### [Da fare 1]
Nel brano sul ghiaccio artico, riscrivi il passo da "Fenomeno, questo, dovuto" a "dalle correnti oceaniche." sostituendo "traffico navale" con "traffico marittimo".
### [Da fare 2]
Traduci in inglese questa frase del brano sul ghiaccio artico: "E i contaminanti bloccati nel ghiaccio congelato possono viaggiare molto più lontano di quelli presenti nelle acque libere e mossi dalle correnti oceaniche."
### [Da fare 3]
Secondo il brano sul ghiaccio artico, fino a quanti anni riuscivano a sopravvivere intatti i blocchi galleggianti di ghiaccio prima del forte riscaldamento del clima?

### [Estratto]

Lo scioglimento e il conseguente movimento di blocchi di ghiaccio artico è aumentato significativamente in questo secolo, ed è destinato a non arrestarsi se la comunità internazionale non assumerà delle azioni per fronteggiare il climate change. Insieme ai blocchi di ghiaccio si muovono una grande quantità di inquinanti che impattano sull’ambiente e sulle popolazioni artiche.
La rivista scientifica americana American Geophysical Union ha recentemente pubblicato uno studio – frutto di anni di osservazioni – nel quale prevede che entro la metà del secolo il tempo medio impiegato dai blocchi di ghiaccio per spostarsi da una regione all’altra diminuirà di oltre la metà, e la quantità di ghiaccio marino scambiata tra i paesi dell’Artico sarà più che triplicata.
Fenomeno, questo, dovuto al cambiamento climatico e al crescente traffico navale tra i ghiacci. L’aumento dell’interesse per lo sviluppo offshore dell’Artico, così come per la navigazione dell’Oceano Artico, può aumentare la quantità di inquinanti presenti nelle acque artiche. E i contaminanti bloccati nel ghiaccio congelato possono viaggiare molto più lontano di quelli presenti nelle acque libere e mossi dalle correnti oceaniche.
Prima che il clima si riscaldasse così tanto anche in Artico, i blocchi galleggianti di ghiaccio riuscivano a sopravvivere intatti fino a 10 anni: creando nuovi agglomerati, affrontando le estati e non viaggiando molto. Con il riscaldamento climatico e la crescente antropizzazione della regione circumpolare, tutto ciò è cambiato.

### [Voci dell'elenco]
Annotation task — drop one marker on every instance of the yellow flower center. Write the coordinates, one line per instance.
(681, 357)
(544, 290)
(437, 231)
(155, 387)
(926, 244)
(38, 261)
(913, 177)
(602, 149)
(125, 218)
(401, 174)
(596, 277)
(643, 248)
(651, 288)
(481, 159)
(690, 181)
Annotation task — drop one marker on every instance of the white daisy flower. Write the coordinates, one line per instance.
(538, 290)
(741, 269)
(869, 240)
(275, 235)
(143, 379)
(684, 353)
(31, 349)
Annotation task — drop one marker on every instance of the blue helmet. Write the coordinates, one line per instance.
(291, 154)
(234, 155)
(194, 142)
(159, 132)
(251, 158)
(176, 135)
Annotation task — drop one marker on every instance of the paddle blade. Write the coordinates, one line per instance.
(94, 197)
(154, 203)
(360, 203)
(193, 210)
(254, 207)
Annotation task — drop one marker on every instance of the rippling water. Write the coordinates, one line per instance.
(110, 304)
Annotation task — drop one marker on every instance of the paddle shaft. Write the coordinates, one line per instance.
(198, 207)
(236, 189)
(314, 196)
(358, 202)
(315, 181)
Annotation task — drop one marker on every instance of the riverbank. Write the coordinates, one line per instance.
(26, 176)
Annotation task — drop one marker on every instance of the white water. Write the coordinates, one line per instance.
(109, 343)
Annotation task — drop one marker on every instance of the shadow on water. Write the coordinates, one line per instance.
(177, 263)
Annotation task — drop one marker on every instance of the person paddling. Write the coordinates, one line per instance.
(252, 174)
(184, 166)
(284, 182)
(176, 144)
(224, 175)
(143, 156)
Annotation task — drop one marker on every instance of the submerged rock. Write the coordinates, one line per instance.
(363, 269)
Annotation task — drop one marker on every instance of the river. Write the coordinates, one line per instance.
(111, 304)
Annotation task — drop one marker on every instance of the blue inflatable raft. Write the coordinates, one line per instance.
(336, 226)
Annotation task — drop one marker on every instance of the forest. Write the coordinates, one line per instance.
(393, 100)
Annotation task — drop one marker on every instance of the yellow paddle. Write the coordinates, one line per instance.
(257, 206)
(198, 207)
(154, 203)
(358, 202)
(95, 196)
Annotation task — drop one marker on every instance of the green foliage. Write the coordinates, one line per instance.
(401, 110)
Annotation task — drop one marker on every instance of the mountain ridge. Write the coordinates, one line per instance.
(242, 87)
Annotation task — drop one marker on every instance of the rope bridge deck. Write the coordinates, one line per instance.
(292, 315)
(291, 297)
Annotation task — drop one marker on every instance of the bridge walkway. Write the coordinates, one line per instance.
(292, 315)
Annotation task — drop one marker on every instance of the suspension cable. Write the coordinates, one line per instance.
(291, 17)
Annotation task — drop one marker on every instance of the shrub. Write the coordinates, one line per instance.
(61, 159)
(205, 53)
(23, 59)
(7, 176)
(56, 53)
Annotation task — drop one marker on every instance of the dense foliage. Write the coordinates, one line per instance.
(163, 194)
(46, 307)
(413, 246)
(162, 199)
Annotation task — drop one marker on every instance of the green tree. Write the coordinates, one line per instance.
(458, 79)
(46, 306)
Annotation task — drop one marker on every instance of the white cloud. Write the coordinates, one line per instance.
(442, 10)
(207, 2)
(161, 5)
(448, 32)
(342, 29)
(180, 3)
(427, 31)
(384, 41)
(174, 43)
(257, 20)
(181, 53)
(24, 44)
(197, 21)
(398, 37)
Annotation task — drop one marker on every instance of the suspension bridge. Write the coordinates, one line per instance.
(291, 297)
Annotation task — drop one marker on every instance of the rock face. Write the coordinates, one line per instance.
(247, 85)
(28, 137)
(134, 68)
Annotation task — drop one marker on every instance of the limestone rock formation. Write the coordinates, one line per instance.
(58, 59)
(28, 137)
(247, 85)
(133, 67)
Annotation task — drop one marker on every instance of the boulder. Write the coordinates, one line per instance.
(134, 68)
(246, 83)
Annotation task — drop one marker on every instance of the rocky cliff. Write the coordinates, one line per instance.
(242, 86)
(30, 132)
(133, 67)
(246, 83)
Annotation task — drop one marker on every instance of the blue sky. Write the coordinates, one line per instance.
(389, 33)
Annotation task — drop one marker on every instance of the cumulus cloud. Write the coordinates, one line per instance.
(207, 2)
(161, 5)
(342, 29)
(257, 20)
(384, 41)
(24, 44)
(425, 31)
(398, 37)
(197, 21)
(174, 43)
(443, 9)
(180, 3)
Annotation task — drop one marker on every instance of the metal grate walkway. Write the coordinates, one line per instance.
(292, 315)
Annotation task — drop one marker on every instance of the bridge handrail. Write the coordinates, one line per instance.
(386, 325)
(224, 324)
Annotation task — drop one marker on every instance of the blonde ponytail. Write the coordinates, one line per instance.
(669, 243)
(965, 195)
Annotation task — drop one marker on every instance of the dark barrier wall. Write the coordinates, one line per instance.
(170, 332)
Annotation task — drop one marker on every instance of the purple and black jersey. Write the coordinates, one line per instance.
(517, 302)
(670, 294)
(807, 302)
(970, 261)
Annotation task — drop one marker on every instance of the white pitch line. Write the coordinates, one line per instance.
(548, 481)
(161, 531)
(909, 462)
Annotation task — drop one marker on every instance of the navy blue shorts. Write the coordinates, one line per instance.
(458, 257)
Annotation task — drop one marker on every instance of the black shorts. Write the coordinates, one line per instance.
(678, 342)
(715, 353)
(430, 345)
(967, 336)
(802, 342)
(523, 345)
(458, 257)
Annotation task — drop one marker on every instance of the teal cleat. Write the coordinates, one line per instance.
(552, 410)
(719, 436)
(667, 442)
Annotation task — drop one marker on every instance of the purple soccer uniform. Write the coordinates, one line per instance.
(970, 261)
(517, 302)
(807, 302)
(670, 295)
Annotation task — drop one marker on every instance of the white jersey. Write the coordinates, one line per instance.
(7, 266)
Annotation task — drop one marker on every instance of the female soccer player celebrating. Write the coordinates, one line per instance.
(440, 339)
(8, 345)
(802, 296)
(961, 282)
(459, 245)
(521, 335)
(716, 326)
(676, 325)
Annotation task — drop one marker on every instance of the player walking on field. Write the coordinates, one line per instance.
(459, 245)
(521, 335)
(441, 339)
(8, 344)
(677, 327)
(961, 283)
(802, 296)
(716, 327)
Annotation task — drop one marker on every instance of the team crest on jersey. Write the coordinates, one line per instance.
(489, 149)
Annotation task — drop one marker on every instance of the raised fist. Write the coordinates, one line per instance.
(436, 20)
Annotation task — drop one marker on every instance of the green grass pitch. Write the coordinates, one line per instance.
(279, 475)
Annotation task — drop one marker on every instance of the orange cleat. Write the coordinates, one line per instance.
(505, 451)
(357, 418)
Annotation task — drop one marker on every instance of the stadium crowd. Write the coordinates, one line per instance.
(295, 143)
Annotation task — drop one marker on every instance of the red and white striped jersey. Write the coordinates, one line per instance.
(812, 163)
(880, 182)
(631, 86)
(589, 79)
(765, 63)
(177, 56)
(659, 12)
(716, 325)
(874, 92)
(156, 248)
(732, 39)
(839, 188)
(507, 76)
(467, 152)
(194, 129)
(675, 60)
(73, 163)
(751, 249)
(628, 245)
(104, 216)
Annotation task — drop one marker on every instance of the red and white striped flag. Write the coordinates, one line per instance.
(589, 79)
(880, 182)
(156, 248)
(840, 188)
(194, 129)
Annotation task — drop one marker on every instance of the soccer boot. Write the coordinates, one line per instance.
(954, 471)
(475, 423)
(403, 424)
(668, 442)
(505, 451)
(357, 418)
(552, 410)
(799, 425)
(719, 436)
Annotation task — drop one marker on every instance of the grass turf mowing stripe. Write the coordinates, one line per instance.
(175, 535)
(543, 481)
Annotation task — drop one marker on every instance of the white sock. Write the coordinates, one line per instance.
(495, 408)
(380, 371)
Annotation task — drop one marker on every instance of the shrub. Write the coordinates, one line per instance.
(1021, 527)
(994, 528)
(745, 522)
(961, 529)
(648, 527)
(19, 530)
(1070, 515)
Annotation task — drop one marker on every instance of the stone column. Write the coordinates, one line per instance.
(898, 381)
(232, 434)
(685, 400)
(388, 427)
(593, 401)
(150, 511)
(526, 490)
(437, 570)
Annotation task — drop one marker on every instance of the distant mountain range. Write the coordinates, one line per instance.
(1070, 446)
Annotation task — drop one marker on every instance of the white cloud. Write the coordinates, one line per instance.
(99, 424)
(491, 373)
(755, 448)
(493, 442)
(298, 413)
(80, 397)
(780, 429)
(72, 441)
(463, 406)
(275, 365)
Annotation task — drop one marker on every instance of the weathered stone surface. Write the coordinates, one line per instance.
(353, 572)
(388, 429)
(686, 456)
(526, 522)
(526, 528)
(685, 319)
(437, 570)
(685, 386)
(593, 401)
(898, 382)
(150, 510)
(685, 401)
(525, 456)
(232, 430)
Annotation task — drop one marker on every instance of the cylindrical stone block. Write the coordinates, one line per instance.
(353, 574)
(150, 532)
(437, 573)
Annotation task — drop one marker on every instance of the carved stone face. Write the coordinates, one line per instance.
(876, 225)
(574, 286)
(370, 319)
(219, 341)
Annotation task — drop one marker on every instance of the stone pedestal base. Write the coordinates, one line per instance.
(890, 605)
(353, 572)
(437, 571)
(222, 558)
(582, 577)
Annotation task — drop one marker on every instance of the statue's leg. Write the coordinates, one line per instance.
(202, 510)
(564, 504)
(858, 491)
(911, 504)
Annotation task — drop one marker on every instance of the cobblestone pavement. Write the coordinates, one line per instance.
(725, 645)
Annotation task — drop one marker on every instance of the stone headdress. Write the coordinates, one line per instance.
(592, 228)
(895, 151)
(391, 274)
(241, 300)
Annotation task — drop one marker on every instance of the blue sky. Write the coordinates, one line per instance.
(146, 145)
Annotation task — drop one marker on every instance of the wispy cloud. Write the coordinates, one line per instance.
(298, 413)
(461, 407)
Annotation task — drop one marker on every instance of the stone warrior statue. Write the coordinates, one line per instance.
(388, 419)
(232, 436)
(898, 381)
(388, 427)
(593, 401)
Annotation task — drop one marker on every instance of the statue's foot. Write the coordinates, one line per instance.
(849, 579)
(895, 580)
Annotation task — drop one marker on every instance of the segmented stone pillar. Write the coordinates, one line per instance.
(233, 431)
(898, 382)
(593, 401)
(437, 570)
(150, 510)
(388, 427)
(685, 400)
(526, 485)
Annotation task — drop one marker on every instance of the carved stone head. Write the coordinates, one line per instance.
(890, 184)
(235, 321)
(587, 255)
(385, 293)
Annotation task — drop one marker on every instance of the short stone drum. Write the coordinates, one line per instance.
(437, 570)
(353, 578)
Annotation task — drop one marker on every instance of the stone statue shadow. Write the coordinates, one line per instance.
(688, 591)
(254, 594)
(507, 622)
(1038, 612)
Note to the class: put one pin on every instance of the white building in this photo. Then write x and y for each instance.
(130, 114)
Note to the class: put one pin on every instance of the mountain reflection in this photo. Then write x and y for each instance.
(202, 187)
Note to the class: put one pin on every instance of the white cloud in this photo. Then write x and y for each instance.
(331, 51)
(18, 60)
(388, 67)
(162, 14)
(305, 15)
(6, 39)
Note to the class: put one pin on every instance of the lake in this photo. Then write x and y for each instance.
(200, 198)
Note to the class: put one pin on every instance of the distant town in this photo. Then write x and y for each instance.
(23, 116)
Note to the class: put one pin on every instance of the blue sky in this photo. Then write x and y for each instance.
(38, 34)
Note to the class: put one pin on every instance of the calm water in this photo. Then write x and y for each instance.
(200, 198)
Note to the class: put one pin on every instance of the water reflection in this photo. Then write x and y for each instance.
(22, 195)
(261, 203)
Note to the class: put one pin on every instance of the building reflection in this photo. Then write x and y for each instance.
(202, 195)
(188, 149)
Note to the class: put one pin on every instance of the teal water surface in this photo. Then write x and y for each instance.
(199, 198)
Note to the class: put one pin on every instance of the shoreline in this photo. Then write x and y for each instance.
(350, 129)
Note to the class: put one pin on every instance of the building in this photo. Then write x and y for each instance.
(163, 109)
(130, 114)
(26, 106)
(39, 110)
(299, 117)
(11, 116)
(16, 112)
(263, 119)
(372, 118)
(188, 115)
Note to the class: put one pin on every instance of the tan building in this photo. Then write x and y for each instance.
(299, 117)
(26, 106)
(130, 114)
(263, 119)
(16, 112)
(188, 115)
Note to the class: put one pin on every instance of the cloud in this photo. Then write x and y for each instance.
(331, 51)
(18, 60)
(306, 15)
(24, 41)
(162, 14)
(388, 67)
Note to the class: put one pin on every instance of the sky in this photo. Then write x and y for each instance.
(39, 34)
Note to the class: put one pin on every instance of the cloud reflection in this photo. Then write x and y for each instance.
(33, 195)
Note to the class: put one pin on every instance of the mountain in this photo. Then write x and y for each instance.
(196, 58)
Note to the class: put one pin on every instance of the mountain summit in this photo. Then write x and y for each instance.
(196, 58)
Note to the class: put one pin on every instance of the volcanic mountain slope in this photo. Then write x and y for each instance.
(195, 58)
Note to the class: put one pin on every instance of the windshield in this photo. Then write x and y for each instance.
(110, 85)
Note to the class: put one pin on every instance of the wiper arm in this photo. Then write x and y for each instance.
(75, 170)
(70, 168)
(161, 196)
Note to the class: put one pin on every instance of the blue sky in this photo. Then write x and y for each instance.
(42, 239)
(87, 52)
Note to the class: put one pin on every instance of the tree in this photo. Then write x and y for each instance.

### [Soluzione 1]
Fenomeno, questo, dovuto al cambiamento climatico e al crescente traffico marittimo tra i ghiacci. L’aumento dell’interesse per lo sviluppo offshore dell’Artico, così come per la navigazione dell’Oceano Artico, può aumentare la quantità di inquinanti presenti nelle acque artiche. E i contaminanti bloccati nel ghiaccio congelato possono viaggiare molto più lontano di quelli presenti nelle acque libere e mossi dalle correnti oceaniche.

### [Soluzione 2]
And contaminants trapped in frozen ice can travel much farther than those found in open water and moved by ocean currents.

### [Soluzione 3]
Fino a 10 anni.